Your objective –
Extract, unchanged, every line from the top of the material below through the line with "Target: patterned handbag", and no more.

Source information –
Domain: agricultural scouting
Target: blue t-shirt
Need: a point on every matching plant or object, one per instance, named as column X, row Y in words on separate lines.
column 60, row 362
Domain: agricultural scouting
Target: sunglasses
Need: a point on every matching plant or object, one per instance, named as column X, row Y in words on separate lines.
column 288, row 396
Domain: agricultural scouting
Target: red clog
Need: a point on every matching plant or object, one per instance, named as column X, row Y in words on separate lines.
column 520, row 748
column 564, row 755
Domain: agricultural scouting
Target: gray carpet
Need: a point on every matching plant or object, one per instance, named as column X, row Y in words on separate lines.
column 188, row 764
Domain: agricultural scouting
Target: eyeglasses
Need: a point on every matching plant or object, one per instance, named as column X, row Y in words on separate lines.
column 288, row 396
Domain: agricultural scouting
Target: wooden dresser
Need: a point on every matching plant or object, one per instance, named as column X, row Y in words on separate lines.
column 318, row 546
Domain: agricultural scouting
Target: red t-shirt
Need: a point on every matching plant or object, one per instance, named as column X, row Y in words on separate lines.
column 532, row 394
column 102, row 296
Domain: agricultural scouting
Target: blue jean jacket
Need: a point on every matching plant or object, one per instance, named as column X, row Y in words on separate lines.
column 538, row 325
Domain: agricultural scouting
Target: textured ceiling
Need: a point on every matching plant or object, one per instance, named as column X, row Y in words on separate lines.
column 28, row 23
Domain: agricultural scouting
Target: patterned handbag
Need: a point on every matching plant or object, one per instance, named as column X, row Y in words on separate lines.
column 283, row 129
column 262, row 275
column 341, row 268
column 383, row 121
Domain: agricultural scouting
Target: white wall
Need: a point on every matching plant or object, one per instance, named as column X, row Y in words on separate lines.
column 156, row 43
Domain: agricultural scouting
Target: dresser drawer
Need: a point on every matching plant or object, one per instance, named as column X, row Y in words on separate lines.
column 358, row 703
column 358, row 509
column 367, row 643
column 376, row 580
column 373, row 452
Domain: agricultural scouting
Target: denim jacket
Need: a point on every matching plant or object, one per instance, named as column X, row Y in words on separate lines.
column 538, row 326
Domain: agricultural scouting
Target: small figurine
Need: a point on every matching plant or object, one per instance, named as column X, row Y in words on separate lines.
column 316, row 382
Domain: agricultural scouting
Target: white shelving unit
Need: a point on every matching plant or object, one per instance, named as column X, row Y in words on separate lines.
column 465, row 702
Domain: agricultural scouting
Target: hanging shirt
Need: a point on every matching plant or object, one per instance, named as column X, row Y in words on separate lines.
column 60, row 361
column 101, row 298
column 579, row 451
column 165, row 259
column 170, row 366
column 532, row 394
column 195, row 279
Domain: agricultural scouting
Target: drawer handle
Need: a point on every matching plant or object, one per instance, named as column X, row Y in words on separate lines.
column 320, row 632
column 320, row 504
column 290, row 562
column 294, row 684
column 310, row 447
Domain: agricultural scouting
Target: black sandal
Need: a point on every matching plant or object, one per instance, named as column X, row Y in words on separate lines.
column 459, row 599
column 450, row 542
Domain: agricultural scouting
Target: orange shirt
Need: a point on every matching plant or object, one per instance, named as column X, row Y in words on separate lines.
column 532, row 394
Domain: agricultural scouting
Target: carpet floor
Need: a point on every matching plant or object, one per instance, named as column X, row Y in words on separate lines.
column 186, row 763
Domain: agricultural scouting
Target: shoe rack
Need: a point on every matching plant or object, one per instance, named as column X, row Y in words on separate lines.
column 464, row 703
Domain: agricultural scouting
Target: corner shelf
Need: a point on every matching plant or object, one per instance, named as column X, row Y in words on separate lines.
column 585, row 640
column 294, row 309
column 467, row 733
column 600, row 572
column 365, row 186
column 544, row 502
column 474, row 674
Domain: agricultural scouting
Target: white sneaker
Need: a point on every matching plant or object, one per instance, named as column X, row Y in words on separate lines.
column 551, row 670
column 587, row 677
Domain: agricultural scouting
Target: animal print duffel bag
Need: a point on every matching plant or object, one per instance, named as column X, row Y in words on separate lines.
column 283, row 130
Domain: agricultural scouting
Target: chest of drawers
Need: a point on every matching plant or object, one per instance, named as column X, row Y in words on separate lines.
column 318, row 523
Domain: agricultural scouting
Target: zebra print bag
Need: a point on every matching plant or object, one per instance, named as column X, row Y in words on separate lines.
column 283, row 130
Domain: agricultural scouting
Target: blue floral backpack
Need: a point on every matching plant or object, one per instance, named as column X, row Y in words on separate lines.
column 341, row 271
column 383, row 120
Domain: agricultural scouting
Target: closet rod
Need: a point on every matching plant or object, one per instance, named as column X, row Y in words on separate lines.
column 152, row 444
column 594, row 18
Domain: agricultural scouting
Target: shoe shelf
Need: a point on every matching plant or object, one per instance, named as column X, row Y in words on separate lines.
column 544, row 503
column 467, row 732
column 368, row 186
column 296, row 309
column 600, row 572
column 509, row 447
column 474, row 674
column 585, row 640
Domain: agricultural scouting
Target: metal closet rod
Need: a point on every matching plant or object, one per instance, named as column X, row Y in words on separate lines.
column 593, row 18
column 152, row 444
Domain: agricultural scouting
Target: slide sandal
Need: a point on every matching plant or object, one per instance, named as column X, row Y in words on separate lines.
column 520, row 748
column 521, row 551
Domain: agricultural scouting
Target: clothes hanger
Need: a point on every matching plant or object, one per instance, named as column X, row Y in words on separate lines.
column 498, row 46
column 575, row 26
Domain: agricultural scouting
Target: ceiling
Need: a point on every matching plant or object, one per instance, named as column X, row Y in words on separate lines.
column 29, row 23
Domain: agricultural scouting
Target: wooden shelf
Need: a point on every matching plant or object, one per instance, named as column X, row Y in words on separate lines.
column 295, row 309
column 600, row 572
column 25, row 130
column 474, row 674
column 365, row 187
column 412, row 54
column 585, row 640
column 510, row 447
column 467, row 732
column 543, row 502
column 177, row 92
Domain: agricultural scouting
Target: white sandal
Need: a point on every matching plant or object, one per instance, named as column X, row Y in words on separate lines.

Task solution –
Domain: agricultural scouting
Target: blue t-shirt
Need: a point on every matching plant or object, one per instance, named as column X, row Y in words on separate lines.
column 60, row 362
Domain: agricultural scouting
Target: sunglasses
Need: a point on every matching plant or object, one per instance, named as column X, row Y in words on separate lines.
column 288, row 396
Domain: agricultural scouting
Target: red clog
Need: a point on every matching plant or object, one per instance, named as column X, row Y in words on separate lines.
column 520, row 748
column 564, row 755
Domain: agricultural scouting
Target: gray carpet
Need: a point on every matching plant or object, one per instance, named as column X, row Y in words on separate lines.
column 188, row 764
Domain: agricultural scouting
Target: eyeglasses
Need: a point on every matching plant or object, one per instance, named as column X, row Y in words on separate lines.
column 288, row 396
Domain: agricultural scouting
Target: wooden dresser
Need: a point on every matching plant or object, one per instance, named as column X, row Y in words on separate lines.
column 318, row 546
Domain: agricultural scouting
Target: red t-shirt
Need: a point on every matching plant or object, one per instance, named as column X, row Y in words on separate lines.
column 532, row 394
column 102, row 296
Domain: agricultural scouting
Target: blue jean jacket
Need: a point on every matching plant or object, one per instance, named as column X, row Y in words on separate lines.
column 538, row 325
Domain: agricultural scouting
Target: textured ceiling
Need: a point on every matching plant or object, one per instance, named as column X, row Y in words on separate lines.
column 28, row 23
Domain: agricultural scouting
Target: patterned handbag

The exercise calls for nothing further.